### Document passage
++++++++++
Some embodiments of the present disclosure provide an electronic device. The electronic device may include: at least one processor; and a memory in communication with the at least one processor; where the memory stores instructions executable by the at least one processor, and the instructions, when executed by the at least one processor, cause the at least one processor to perform the above methods.

Some embodiments of the present disclosure provide a non-transitory computer readable storage medium storing computer instructions, wherein, the computer instructions are used to cause the computer to perform the above methods.

Some embodiments of the present disclosure provide a computer program product. The computer program product may include a computer program/instruction, the computer program/instruction, when executed by a processor, implements the above methods.

It should be understood that contents described in this section are neither intended to identify key or important features of embodiments of the present disclosure, nor intended to limit the scope of the present disclosure. Other features of the present disclosure will become readily understood in conjunction with the following description.

BRIEF DESCRIPTION OF THE DRAWINGS

Other features, objectives and advantages of the present disclosure will become more apparent upon reading the detailed description of non-limiting embodiment with reference to the following accompanying drawings. The accompanying drawings are used for a better understanding of the scheme, and do not constitute a limitation to the present disclosure. Here:

FIG. 1 is an exemplary system architecture diagram to which the present disclosure may be applied;

FIG. 2 is a flowchart of a method for generating an image restoration model according to an embodiment of the present disclosure;

FIG. 3 is a flowchart of a method for generating an image restoration model according to another embodiment of the present disclosure;

FIG. 4 is a flowchart of a method for restoring an image according to an embodiment of the present disclosure;

FIG. 5 is an application scenario of a method for restoring an image according to the present disclosure;

FIG. 6 is a schematic structural diagram of an apparatus for generating an image restoration model according to an embodiment of the present disclosure;

FIG. 7 is a schematic structural diagram of an apparatus for restoring an image according to an embodiment of the present disclosure; and

FIG. 8 is a block diagram of an electronic device adapted to implement an embodiment of the present disclosure.
++++++++++
### Data

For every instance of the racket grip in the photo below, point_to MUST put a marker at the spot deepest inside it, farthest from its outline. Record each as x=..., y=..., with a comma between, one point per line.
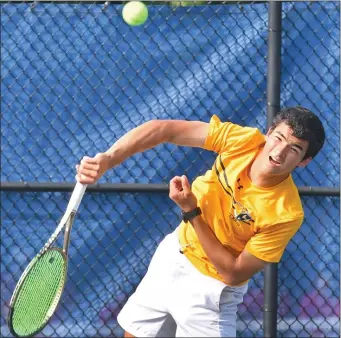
x=76, y=197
++++++++++
### Brief 1
In the patent passage, what does FIG. 8 show?
### Brief 2
Quote the patent passage between "It should be" and "the following description.", inclusive.
### Brief 3
Do these statements agree with the patent passage? (a) FIG. 5 is a flowchart of a method for restoring an image. (b) The storage medium described is non-transitory. (c) The drawings are said to limit the disclosure.

### Worked answer 1
A block diagram of an electronic device adapted to implement an embodiment of the present disclosure.

### Worked answer 2
It should be understood that contents described in this section are neither intended to identify key or important features of embodiments of the present disclosure, nor intended to limit the scope of the present disclosure. Other features of the present disclosure will become readily understood in conjunction with the following description.

### Worked answer 3
(a) No: "FIG. 5 is an application scenario of a method for restoring an image according to the present disclosure"
(b) Yes: "a non-transitory computer readable storage medium storing computer instructions"
(c) No: "do not constitute a limitation to the present disclosure"